### The exercise
Please copy everything from the line containing "[mark] the river" down to the end of the records below, requests included, and raise each coordinate in the answers by 13.

---- Information given

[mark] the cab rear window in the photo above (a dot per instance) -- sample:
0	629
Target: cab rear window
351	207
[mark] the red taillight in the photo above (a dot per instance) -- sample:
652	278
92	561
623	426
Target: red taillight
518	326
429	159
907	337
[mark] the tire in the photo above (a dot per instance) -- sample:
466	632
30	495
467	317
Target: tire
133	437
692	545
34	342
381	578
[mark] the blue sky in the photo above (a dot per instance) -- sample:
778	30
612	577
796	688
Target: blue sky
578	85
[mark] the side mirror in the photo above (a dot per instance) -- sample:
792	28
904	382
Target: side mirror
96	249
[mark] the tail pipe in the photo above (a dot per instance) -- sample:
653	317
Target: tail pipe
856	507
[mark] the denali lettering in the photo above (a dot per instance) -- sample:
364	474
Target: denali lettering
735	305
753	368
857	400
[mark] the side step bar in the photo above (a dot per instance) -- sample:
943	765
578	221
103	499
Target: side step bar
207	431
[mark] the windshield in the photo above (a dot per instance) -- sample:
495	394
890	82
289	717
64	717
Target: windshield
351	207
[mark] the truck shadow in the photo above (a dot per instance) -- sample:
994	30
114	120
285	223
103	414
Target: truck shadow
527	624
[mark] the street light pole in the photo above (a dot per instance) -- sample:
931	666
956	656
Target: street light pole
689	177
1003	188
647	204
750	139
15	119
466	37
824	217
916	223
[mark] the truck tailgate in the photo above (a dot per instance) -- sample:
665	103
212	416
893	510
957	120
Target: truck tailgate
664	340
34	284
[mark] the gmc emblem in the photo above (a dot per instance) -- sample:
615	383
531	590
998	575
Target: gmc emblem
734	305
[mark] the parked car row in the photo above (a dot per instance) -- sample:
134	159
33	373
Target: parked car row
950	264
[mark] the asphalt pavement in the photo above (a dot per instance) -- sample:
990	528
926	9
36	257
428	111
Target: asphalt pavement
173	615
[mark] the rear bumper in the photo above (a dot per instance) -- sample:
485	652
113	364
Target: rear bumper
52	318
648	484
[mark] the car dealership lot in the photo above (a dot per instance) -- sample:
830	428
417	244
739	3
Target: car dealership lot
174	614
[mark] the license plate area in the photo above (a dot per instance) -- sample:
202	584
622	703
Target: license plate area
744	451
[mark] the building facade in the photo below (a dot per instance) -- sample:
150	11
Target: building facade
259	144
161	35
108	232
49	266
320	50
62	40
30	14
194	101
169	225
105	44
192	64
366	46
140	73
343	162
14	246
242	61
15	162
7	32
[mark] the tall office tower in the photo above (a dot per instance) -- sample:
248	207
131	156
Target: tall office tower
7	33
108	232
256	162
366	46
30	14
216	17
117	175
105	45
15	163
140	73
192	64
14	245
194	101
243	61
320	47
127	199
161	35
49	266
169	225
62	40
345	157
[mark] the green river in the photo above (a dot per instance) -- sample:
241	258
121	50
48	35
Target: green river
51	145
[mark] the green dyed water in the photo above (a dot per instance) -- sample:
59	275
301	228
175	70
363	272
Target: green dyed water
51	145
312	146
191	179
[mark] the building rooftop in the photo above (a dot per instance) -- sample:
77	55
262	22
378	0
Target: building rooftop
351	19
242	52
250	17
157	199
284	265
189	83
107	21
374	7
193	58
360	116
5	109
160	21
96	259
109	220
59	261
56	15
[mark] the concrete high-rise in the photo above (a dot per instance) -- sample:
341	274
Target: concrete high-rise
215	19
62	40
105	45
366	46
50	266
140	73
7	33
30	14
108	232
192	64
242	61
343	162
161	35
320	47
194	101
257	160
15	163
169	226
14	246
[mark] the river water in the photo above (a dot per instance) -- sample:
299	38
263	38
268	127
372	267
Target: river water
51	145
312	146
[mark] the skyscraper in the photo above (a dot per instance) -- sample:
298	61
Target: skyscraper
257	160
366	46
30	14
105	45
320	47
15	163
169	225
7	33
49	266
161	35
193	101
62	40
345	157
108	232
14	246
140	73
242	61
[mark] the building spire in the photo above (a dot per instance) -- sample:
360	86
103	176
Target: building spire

--------

### Full solution
[mark] the river water in the photo above (a dot per instance) -- sample:
299	38
263	38
268	127
372	267
Target: river water
64	158
325	159
[mark] the skyscraper in the photo above (a dot per instance) -- sample:
298	61
Target: skyscraper
270	173
379	59
43	27
118	58
333	60
28	176
182	238
20	46
62	279
174	48
206	114
75	53
358	170
121	245
27	259
153	86
255	74
[mark] the building spire in the photo above (a dot per instance) -- sample:
360	86
103	176
Target: building spire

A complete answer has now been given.